There is one span to output from the data below: the lines starting at the line with "Where can the phone" and ending at the line with "Where can the man in dark suit". Output it exactly, ends included, nothing more.
____________________
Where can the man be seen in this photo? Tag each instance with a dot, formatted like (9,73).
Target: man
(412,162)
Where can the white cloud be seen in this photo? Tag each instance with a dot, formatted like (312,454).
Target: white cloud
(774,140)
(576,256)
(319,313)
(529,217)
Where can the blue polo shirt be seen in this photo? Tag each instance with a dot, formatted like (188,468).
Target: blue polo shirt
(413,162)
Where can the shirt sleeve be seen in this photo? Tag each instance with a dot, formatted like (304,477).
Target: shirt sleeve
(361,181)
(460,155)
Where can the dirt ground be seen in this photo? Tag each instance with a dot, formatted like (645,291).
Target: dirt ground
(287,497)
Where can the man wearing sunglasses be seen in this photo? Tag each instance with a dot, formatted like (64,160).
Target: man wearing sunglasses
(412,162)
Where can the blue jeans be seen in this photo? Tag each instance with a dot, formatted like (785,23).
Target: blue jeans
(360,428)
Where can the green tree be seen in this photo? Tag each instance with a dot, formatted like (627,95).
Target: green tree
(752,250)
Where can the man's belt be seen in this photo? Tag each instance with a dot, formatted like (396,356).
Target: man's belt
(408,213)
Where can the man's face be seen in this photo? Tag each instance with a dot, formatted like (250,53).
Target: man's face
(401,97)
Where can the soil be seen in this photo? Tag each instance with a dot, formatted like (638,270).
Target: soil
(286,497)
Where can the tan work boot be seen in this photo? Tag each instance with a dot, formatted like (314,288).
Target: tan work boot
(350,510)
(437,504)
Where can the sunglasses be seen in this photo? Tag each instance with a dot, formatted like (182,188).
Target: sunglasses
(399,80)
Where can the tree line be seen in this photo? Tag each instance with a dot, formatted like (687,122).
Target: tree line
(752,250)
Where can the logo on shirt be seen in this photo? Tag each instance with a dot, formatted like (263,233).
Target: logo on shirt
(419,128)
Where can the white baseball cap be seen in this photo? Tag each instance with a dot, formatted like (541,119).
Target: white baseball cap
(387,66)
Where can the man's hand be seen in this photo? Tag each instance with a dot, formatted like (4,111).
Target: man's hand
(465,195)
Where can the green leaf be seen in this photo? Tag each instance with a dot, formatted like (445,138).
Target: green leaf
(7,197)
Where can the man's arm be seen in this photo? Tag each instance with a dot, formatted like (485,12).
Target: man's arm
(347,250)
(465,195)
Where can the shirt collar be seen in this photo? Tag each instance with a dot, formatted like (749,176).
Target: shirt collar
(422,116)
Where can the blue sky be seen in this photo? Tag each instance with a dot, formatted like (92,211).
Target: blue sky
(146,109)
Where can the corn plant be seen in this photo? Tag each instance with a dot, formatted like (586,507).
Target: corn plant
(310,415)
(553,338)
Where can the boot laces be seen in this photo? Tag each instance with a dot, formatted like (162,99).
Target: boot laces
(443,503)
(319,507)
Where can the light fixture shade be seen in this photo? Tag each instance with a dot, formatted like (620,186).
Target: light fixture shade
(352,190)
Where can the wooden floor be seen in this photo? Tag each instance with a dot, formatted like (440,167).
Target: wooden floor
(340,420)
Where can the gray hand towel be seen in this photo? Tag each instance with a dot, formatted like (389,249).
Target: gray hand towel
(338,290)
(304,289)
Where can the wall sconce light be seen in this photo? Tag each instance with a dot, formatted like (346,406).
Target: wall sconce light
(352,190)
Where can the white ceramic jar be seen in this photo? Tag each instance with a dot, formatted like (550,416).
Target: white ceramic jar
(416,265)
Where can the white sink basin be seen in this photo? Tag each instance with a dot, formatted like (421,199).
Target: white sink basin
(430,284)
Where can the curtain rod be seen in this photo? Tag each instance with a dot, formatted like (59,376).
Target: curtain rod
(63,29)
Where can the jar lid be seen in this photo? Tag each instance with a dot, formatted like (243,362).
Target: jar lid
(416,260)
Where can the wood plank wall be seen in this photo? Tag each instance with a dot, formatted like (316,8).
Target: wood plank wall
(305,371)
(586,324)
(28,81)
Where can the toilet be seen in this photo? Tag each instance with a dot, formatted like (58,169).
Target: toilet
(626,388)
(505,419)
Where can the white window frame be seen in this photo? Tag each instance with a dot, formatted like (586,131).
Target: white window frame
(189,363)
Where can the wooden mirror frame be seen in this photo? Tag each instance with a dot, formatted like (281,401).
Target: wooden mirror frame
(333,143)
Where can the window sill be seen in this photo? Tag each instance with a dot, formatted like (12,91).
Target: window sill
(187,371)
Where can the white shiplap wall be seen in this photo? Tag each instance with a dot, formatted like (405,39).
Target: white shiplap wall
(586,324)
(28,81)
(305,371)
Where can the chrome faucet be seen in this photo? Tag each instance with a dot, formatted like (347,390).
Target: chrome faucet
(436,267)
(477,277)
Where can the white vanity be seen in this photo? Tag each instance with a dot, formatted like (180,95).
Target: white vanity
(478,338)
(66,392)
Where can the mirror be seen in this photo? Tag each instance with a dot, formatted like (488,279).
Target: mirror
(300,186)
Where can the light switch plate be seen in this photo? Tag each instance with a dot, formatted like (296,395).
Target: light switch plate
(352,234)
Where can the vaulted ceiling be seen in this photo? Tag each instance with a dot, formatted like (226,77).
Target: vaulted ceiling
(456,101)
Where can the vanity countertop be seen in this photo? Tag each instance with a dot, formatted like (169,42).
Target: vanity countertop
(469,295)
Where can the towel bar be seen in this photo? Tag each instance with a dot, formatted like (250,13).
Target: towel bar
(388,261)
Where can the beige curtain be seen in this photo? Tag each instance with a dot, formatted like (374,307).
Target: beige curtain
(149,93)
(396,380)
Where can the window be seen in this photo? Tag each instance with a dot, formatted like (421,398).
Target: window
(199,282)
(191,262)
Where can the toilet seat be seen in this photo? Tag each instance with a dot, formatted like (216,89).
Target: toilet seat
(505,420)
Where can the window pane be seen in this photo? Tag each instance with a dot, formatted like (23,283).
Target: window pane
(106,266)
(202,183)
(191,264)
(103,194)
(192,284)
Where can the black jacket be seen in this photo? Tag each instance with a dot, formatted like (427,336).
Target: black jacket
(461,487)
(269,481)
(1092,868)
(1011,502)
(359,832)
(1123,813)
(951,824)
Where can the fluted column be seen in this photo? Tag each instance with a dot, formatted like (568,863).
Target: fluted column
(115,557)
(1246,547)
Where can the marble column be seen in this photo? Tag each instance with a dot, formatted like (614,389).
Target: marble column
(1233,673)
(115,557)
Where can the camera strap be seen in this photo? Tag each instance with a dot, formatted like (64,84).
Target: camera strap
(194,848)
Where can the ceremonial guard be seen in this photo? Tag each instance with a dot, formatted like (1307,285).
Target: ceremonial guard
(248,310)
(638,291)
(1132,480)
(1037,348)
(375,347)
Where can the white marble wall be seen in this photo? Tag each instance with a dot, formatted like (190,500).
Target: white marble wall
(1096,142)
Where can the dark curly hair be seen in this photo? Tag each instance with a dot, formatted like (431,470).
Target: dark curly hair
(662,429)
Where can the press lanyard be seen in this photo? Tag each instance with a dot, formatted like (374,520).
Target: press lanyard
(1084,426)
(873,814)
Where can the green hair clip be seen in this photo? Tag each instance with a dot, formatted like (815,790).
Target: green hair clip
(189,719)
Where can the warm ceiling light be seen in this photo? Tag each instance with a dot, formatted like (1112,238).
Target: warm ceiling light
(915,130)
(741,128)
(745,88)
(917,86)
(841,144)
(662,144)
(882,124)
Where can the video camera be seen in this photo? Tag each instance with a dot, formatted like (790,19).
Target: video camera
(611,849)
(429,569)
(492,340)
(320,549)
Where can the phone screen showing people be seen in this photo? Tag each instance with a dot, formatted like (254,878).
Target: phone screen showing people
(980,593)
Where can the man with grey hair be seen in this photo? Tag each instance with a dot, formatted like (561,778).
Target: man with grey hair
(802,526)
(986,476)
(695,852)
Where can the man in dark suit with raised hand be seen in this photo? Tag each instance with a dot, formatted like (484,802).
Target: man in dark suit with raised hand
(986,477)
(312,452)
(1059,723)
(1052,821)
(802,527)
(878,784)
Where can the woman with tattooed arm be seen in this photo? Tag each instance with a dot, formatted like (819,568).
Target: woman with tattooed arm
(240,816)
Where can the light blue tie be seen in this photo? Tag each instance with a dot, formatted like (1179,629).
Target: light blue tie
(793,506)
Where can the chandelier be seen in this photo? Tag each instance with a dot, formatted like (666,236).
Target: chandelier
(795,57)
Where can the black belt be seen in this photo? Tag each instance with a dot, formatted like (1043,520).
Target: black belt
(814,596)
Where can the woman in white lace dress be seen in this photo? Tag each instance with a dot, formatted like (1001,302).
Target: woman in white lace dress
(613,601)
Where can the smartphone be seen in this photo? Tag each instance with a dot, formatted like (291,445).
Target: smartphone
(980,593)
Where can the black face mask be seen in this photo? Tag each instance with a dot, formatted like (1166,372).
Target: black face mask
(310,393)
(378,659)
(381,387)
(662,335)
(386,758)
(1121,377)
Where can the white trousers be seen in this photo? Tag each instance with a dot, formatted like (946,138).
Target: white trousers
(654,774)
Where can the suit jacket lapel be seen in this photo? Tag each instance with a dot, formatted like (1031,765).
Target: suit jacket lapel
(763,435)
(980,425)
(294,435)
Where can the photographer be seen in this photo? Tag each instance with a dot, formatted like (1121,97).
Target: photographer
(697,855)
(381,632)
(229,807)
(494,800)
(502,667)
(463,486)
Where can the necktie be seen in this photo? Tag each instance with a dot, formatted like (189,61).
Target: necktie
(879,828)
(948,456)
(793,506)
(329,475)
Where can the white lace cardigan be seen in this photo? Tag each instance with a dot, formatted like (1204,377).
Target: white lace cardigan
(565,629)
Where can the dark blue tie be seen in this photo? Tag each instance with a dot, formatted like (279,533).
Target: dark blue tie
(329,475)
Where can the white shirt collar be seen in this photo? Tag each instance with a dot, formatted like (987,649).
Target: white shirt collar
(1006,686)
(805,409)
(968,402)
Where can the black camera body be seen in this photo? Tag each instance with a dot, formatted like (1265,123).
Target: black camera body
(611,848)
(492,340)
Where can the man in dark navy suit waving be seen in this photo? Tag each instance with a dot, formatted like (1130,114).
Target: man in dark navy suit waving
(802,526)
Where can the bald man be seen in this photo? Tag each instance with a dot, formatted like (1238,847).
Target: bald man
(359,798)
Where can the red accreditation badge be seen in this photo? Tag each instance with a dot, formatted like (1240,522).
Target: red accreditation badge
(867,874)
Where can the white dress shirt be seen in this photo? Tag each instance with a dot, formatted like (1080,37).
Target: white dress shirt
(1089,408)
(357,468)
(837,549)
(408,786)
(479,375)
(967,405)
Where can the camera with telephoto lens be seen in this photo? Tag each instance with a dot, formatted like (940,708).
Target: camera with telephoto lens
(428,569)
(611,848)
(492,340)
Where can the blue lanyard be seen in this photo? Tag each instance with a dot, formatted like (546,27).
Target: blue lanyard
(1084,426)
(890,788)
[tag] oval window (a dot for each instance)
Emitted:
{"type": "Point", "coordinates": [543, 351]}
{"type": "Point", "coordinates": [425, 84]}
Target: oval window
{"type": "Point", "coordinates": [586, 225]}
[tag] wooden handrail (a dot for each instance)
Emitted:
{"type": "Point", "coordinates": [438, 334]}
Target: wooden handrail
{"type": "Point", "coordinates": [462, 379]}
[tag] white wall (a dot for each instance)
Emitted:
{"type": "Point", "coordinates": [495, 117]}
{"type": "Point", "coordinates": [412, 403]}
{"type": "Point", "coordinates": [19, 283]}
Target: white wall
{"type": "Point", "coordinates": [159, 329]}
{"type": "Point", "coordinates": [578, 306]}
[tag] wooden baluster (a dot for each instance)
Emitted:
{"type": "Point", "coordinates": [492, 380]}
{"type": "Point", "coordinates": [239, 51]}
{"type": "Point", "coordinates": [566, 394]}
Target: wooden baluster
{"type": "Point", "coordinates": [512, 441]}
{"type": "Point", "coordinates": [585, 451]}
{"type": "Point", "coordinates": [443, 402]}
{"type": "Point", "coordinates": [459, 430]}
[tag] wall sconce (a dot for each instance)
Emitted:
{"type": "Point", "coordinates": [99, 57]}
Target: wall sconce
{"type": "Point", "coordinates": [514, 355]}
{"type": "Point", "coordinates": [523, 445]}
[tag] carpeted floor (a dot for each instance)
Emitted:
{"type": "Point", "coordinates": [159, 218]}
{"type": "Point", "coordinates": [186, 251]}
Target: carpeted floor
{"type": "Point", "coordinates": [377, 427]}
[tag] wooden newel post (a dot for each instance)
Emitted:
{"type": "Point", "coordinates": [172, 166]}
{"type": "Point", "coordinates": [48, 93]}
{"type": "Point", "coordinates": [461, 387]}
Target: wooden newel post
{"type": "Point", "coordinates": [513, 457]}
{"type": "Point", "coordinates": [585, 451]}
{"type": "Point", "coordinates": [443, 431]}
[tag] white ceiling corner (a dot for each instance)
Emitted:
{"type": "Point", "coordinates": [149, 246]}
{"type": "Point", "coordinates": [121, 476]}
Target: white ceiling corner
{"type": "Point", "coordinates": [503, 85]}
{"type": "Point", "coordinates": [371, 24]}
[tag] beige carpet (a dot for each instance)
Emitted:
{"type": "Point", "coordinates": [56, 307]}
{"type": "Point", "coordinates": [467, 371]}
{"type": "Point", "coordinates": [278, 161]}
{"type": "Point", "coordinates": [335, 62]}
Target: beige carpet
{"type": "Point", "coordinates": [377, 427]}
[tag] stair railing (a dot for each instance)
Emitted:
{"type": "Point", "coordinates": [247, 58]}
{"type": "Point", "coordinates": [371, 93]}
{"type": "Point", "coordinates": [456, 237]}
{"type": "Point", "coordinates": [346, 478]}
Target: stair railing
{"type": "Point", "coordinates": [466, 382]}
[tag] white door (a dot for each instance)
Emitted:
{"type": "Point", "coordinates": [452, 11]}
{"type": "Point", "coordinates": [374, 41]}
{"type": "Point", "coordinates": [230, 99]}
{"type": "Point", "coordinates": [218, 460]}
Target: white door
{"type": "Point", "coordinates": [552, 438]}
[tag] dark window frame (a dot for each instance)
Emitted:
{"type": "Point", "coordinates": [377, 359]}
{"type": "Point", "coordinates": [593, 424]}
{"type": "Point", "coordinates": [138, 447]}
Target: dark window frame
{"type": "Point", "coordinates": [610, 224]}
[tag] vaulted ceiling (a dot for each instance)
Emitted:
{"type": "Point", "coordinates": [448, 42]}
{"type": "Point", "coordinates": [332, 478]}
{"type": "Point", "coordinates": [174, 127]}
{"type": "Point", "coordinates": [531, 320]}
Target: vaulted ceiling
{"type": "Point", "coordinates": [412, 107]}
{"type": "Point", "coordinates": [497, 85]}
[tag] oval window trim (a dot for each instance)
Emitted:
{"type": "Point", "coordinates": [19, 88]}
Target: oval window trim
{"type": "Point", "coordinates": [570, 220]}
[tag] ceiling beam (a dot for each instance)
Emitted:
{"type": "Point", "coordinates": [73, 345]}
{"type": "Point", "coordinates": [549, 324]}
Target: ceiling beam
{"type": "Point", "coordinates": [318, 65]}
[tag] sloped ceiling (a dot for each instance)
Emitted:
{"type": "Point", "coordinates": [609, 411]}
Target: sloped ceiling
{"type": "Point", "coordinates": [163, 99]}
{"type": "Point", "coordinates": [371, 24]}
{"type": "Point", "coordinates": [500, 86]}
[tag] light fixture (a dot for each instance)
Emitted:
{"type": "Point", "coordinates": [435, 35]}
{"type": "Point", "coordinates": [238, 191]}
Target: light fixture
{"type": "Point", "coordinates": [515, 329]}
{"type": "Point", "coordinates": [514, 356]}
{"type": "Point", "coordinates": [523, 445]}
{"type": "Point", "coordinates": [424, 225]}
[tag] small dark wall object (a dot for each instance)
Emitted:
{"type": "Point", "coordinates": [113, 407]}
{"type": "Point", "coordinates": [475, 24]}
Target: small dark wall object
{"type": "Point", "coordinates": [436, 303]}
____________________
# Result of this task
Where can the phone screen showing people be seen in this photo? Tag each instance with a dot, formatted like (254,878).
Target: phone screen showing people
(980,593)
Where can the man with grey hair be seen in this photo? Tag each instance with a dot, formatted like (561,778).
Target: man with grey hair
(802,526)
(986,476)
(695,852)
Where can the man in dark suit with raised hand be seen in this photo? Tag each instance with a dot, formatted like (484,802).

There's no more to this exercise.